▶ Document:
* * *

One of the major concerns for adopting AM metallic components in industries is the low quality of the products produced from the AM techniques due to the impact of inherent defects formed during the deposition of layer-by-layer metallic parts. These defects usually affect the geometric accuracy, delamination of layers during deposition of parts, and deterioration of fatigue performance of WAAM-processed parts.⁵ In AM technology, the defects generated during the printing process could always affect the quality of the metallic parts and degrade the surface properties (i.e., this could bring out mechanical wear, corrosion, and loss of usefulness of the components) of the products to the path of failure (Fig. 6). It is well known that the loss of alloying elements and cooling rate significantly affect the microstructure constituents (such as ferrite, austenite, and martensite) of WAAM-processed parts.⁵² Corrosion assessment of additively manufactured SS needs to be put into consideration before the AM-fabricated components are being put into use under the different working and corrosive environments to prevent the unexpected failure of the components in applications.

To fully produce complete defect-free metallic components for industrial applications, hence, need to document the influence of the corrosion behavior of SS parts additively manufactured by the WAAM process. In recent times, few research works have been conducted on the aspect of the corrosion behavior of WAAM-manufactured SS.^7,47,53,54 For industrial applications, SS components have been developed for use in corrosive and marine environments.⁵³ In one study, Ko et al⁷ considered in their studies that the AM process parameters, the corrosion environment, heat treatment, and the type of SS used in the production of AM metallic parts are the most relevant factor that affects the corrosion behavior of SS. In AM technology, the influence of process parameters during the deposition of the metallic layer process can provide variation in cooling rates and thermal gradients, which could, as a result, lead to differences in residual stresses, porosity, and grain size in AM-fabricated parts.⁴⁷ Interestingly, process parameters are one of the important conditions in AM techniques that are known to significantly influence microstructure evolution.

Ron et al⁵⁴ evaluated the stress corrosion behavior of additively manufactured austenitic SS produced by the WAAM process. In their studies, the authors concluded that the influence of localized corrosion attack in the printed metallic alloys was felt mainly at the interface between the austenitic matrix, and the secondary ferritic phase. The reduction in corrosion resistance of ferritic and austenitic phases of printed alloys can significantly influence the impact of microgalvanic corrosion in the printed metallic parts. Additionally, the ferritic phase is known to have a lower pitting corrosion resistance tendency as compared with the austenitic phase.⁵² As evidenced in Figure 7, the localized corrosion attack in the printed 316L alloys was found to be in the form of pitting corrosion equally dispersed on the surface.

* * *

▶ Excerpted data:
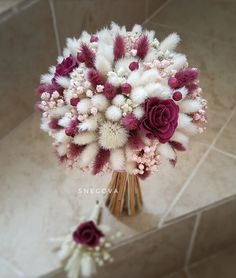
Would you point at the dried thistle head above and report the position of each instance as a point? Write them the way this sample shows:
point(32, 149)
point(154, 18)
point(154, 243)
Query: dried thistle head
point(112, 135)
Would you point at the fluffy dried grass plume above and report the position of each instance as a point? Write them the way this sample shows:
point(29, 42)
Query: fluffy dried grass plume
point(112, 135)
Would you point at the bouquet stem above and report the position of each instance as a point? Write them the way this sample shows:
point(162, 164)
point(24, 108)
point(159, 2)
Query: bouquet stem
point(124, 194)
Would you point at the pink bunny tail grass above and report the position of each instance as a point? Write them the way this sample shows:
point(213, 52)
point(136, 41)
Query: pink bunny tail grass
point(142, 47)
point(95, 78)
point(50, 88)
point(87, 56)
point(74, 151)
point(119, 48)
point(177, 146)
point(109, 91)
point(130, 122)
point(135, 142)
point(186, 76)
point(173, 161)
point(144, 175)
point(100, 160)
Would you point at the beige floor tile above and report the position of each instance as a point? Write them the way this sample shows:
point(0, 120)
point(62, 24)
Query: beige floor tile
point(221, 265)
point(216, 231)
point(216, 62)
point(226, 141)
point(27, 49)
point(152, 256)
point(86, 15)
point(214, 181)
point(153, 5)
point(213, 78)
point(34, 183)
point(214, 19)
point(179, 274)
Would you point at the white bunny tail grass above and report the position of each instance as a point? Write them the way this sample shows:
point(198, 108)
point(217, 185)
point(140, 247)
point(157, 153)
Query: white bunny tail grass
point(184, 120)
point(52, 69)
point(60, 136)
point(184, 92)
point(138, 95)
point(112, 135)
point(88, 266)
point(73, 45)
point(130, 166)
point(85, 138)
point(63, 81)
point(62, 149)
point(170, 42)
point(59, 111)
point(179, 61)
point(45, 124)
point(113, 113)
point(46, 78)
point(190, 106)
point(158, 90)
point(149, 76)
point(64, 121)
point(88, 154)
point(134, 78)
point(180, 137)
point(138, 112)
point(100, 102)
point(137, 29)
point(102, 65)
point(89, 124)
point(166, 151)
point(117, 159)
point(190, 129)
point(84, 105)
point(118, 100)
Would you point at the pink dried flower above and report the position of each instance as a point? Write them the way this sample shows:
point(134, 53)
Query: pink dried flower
point(173, 82)
point(53, 124)
point(100, 160)
point(177, 146)
point(74, 101)
point(142, 47)
point(109, 91)
point(74, 150)
point(119, 48)
point(135, 142)
point(126, 88)
point(93, 39)
point(95, 78)
point(133, 66)
point(186, 76)
point(177, 96)
point(130, 122)
point(86, 55)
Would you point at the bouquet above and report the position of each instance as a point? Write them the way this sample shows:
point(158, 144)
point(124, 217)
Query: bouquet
point(121, 101)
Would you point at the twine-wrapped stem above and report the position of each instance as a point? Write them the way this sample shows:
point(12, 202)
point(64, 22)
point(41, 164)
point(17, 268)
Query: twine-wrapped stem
point(124, 194)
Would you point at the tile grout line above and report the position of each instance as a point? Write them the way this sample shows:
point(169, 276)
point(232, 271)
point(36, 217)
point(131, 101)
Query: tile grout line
point(224, 152)
point(192, 239)
point(156, 12)
point(54, 22)
point(179, 194)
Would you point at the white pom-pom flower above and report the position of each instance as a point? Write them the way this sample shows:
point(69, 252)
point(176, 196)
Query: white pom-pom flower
point(121, 100)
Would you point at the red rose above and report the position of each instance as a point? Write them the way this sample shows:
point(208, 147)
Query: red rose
point(66, 66)
point(160, 119)
point(88, 234)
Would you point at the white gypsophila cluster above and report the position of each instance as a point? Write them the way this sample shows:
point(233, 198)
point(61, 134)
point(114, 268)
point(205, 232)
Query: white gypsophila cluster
point(114, 91)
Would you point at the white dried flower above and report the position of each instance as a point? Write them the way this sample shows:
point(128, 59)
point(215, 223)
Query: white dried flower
point(112, 135)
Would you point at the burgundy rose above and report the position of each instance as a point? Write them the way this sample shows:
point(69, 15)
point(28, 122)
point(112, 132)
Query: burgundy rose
point(160, 119)
point(66, 66)
point(88, 234)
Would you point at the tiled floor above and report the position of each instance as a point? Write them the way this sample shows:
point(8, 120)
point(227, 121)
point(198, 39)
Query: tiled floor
point(203, 176)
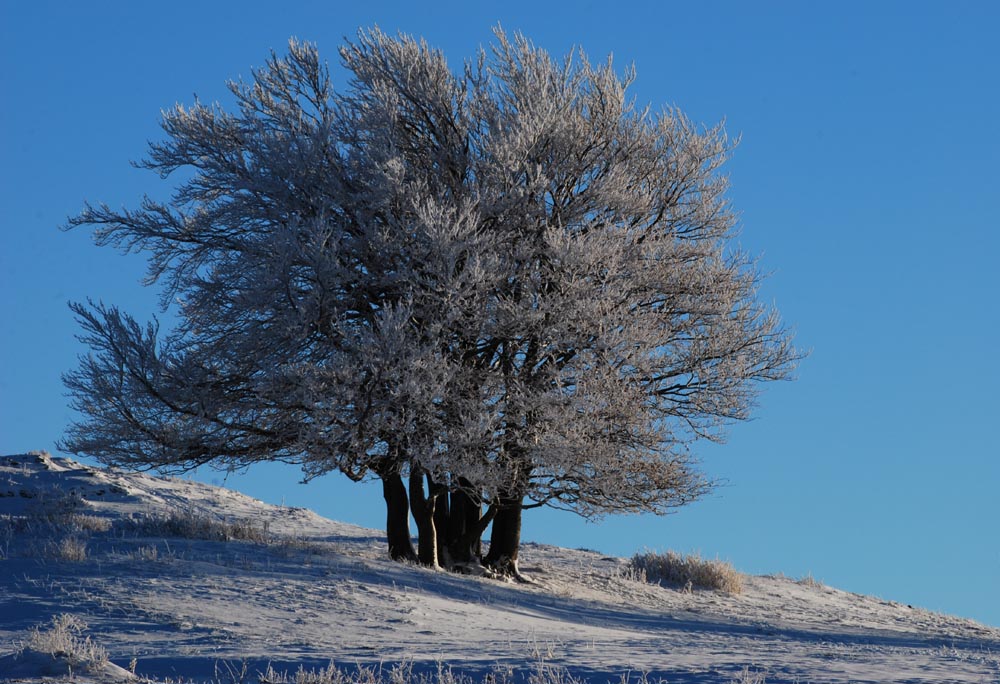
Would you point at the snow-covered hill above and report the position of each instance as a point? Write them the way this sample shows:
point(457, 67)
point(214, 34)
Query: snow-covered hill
point(185, 581)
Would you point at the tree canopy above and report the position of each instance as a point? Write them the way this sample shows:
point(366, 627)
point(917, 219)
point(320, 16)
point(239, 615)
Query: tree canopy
point(506, 283)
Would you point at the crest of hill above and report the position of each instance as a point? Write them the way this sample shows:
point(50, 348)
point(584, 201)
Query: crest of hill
point(174, 577)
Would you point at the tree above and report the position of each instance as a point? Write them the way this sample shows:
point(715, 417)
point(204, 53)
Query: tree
point(506, 284)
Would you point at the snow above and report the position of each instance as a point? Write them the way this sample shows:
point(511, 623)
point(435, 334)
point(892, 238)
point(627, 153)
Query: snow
point(311, 590)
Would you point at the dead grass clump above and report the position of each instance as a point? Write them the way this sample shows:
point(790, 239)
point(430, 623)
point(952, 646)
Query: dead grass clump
point(64, 638)
point(691, 571)
point(189, 525)
point(71, 548)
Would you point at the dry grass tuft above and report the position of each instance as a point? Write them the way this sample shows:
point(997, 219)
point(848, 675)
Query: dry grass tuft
point(690, 571)
point(71, 548)
point(189, 525)
point(64, 638)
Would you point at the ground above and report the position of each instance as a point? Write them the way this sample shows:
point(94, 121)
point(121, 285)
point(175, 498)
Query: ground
point(182, 580)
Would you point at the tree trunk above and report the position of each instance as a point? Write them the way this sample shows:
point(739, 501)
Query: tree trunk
point(422, 507)
point(397, 522)
point(505, 539)
point(464, 528)
point(442, 521)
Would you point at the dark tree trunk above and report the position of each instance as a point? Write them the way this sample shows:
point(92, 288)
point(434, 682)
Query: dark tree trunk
point(422, 507)
point(442, 520)
point(505, 539)
point(397, 522)
point(464, 526)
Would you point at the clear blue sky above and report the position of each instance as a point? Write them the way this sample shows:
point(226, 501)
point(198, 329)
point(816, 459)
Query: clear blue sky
point(867, 180)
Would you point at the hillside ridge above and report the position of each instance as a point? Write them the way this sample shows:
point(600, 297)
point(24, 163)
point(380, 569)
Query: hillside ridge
point(179, 576)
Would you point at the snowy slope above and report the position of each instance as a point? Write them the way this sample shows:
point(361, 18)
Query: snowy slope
point(294, 590)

* * *

▶ Tasks and exercises:
**A)** Answer these from the text on corrosion of WAAM stainless steel:
(i) Which two things does the text say significantly affect the microstructure constituents of WAAM-processed parts?
(ii) Which four factors did Ko et al consider most relevant to the corrosion behavior of SS?
(iii) In what form was the localized corrosion attack found in the printed 316L alloys?
**B)** According to the text on corrosion of WAAM stainless steel, why can process parameters lead to differences in residual stresses, porosity, and grain size in AM-fabricated parts?

▶ Written answers:
**A)**
(i) The loss of alloying elements and the cooling rate.
(ii) The AM process parameters, the corrosion environment, heat treatment, and the type of SS used.
(iii) Pitting corrosion, equally dispersed on the surface.

**B)** During deposition of the metallic layers, process parameters can vary the cooling rates and thermal gradients. This variation can then produce differences in residual stresses, porosity, and grain size in the fabricated parts.